» YOUR TASK:
Can you copy the data below, from its first line up to and including the line with "positive clicks: (450, 300)", without changing a character?

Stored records

-=-=-

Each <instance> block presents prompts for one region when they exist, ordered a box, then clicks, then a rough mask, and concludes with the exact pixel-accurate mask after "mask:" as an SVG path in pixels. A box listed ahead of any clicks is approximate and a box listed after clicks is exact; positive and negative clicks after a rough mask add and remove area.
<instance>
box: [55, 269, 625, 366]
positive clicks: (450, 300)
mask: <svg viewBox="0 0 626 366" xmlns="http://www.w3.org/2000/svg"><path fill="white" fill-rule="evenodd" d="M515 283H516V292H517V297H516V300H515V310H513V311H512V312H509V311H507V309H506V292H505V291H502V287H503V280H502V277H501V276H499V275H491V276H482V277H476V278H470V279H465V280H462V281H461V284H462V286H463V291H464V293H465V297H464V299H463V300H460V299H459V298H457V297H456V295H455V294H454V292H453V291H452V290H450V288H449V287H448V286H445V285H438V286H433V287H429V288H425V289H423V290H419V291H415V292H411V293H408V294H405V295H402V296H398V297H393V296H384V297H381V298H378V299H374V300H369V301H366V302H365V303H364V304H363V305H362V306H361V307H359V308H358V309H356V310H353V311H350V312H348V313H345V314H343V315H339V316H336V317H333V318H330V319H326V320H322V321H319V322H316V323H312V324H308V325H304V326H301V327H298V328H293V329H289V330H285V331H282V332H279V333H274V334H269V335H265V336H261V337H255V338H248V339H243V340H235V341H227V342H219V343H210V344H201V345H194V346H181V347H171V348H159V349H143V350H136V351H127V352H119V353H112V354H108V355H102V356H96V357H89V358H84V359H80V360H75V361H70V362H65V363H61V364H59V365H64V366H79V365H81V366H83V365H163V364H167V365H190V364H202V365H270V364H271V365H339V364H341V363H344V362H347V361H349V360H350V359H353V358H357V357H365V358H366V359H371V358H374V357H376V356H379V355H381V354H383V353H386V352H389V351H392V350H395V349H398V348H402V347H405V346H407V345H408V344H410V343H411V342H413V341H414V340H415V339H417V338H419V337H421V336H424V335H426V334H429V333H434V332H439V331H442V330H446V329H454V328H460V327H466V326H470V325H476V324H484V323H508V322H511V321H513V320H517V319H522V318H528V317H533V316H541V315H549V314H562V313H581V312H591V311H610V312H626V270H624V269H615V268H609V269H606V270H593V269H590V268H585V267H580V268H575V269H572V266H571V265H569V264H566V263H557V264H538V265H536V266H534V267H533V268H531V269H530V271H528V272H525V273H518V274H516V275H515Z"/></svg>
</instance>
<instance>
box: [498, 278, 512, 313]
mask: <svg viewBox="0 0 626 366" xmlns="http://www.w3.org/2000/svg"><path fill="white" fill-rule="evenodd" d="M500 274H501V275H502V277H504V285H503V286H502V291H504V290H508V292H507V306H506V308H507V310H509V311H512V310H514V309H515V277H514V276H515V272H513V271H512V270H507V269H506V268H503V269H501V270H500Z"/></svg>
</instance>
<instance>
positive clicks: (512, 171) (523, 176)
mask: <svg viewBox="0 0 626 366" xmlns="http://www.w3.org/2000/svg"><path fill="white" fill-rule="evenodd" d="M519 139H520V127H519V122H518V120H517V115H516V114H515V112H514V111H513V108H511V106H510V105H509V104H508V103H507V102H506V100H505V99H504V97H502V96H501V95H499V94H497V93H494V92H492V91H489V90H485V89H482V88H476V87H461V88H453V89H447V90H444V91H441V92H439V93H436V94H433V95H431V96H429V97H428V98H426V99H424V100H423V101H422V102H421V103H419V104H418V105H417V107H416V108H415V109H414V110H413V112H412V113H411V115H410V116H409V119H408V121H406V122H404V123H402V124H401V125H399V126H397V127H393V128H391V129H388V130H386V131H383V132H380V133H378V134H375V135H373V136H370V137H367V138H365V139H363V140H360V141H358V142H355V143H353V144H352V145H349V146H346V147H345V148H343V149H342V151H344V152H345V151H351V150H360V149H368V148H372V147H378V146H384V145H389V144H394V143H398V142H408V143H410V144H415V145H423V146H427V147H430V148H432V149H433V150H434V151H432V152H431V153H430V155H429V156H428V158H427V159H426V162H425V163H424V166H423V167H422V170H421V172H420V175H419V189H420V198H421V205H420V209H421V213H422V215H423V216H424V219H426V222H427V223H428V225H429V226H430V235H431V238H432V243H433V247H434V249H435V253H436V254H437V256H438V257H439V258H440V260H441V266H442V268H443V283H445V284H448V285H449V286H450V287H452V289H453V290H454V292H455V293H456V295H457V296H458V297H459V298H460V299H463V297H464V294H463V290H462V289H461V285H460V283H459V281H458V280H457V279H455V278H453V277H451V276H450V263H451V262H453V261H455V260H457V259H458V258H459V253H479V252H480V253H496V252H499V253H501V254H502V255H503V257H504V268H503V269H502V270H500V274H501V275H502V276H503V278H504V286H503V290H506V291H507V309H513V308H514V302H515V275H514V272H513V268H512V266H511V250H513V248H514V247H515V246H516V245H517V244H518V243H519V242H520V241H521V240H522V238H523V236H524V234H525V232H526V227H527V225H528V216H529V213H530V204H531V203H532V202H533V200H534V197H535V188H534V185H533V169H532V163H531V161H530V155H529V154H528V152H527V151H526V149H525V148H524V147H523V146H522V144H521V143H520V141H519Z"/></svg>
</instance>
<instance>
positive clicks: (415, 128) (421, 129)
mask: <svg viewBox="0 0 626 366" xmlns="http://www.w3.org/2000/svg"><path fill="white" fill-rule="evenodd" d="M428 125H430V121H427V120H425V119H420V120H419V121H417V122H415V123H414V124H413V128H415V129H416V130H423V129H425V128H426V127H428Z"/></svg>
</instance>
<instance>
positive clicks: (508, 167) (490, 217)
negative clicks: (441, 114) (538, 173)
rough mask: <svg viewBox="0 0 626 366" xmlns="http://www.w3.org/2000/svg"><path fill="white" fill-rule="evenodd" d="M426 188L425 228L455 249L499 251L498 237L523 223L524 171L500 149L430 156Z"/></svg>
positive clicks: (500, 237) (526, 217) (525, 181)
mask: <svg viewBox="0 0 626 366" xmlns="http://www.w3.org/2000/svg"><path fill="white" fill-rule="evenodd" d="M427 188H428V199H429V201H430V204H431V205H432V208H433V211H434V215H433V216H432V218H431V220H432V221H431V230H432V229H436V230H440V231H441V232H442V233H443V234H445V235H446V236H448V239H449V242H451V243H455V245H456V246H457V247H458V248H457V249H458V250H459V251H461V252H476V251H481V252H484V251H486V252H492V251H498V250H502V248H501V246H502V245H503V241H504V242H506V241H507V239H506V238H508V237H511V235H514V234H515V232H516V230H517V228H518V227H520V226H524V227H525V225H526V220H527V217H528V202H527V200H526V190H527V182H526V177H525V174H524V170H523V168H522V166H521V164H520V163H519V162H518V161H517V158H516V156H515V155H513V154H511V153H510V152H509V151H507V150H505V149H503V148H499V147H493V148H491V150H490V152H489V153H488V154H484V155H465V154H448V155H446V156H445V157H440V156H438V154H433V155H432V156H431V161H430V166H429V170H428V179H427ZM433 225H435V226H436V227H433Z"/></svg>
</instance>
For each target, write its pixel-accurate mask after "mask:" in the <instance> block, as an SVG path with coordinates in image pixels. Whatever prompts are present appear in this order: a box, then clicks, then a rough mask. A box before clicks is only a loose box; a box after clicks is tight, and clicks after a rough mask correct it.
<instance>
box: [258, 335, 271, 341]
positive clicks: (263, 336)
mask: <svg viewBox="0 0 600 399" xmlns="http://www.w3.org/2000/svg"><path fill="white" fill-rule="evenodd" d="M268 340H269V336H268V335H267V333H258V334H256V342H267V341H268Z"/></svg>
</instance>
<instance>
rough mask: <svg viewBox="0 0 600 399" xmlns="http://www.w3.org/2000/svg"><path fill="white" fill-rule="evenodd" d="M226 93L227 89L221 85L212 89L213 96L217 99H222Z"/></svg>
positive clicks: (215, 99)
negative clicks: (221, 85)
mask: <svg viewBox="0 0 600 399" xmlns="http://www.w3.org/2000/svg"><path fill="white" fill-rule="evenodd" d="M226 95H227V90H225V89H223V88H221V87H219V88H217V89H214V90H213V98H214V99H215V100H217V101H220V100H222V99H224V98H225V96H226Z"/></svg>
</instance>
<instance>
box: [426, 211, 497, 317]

-=-=-

» WRITTEN RESPONSE:
Each <instance> block presents prompts for one region when they exist, ordered a box, then clicks, then a rough mask, and concludes with the exact pixel-accurate mask after "mask:" as an SVG path in pixels. A box listed ahead of any clicks is approximate and a box listed after clicks is exact; positive and negative clicks after a rough mask add and remove area.
<instance>
box: [55, 269, 625, 366]
positive clicks: (450, 300)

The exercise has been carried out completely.